### Given information
+++

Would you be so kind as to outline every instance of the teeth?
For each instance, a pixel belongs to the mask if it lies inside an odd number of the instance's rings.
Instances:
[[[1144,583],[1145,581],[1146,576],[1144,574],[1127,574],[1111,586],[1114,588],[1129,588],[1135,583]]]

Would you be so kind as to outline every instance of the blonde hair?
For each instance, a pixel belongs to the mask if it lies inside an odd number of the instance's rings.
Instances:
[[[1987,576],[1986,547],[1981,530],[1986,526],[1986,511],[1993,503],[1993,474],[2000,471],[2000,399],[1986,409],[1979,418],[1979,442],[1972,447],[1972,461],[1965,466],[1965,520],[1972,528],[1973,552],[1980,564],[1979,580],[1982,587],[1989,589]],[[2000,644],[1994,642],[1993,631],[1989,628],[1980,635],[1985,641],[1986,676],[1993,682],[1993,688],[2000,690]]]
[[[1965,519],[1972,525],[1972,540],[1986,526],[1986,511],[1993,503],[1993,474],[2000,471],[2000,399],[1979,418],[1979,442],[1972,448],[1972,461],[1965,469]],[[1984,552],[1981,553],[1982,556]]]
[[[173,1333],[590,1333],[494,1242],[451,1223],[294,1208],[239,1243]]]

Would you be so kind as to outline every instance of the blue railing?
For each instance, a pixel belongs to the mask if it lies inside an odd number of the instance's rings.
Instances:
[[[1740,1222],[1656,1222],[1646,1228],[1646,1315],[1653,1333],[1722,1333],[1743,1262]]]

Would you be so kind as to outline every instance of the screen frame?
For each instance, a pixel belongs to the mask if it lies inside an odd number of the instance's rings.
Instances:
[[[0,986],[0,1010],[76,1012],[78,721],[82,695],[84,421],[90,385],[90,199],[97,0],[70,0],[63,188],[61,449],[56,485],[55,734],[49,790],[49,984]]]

+++

Print out the whole of the material above exactly as it stands.

Would you be so kind as to outline every instance of the teeth?
For each instance, a pixel belongs to the mask if it lies inside an odd number of the instance's rings.
Instances:
[[[1144,583],[1145,581],[1146,576],[1144,574],[1127,574],[1111,586],[1114,588],[1129,588],[1135,583]]]

Would you be so kind as to outline every instance of the blonde hair?
For each instance, a pixel belongs to the mask if it lies inside an odd number of the instance's rings.
Instances:
[[[1987,576],[1986,547],[1981,530],[1986,526],[1986,511],[1993,503],[1993,474],[2000,471],[2000,399],[1986,409],[1979,418],[1979,442],[1972,447],[1972,461],[1965,466],[1965,520],[1972,528],[1973,552],[1980,564],[1979,580],[1982,587],[1989,589]],[[2000,644],[1994,642],[1993,631],[1989,628],[1980,635],[1985,641],[1986,676],[1993,682],[1993,688],[2000,690]]]
[[[1965,519],[1972,525],[1972,540],[1986,526],[1986,511],[1993,503],[1993,474],[2000,471],[2000,399],[1979,418],[1979,442],[1972,448],[1972,461],[1965,469]],[[1984,552],[1981,553],[1982,556]]]
[[[173,1333],[590,1333],[494,1242],[451,1223],[294,1208],[239,1243]]]

Would you be so kind as to outline every instance of the blue railing?
For each instance, a pixel belongs to the mask if it lies inside an odd number of the instance's rings.
Instances:
[[[1740,1222],[1656,1222],[1646,1228],[1646,1315],[1653,1333],[1722,1333],[1743,1262]]]

Would you be so kind as to outline every instance of the screen frame?
For each instance, a pixel belongs to the mask if it lies inside an odd number of the instance's rings.
Instances:
[[[0,986],[0,1010],[76,1012],[78,721],[82,695],[84,421],[90,385],[90,199],[97,0],[70,0],[63,188],[61,449],[56,485],[55,734],[49,790],[49,984]]]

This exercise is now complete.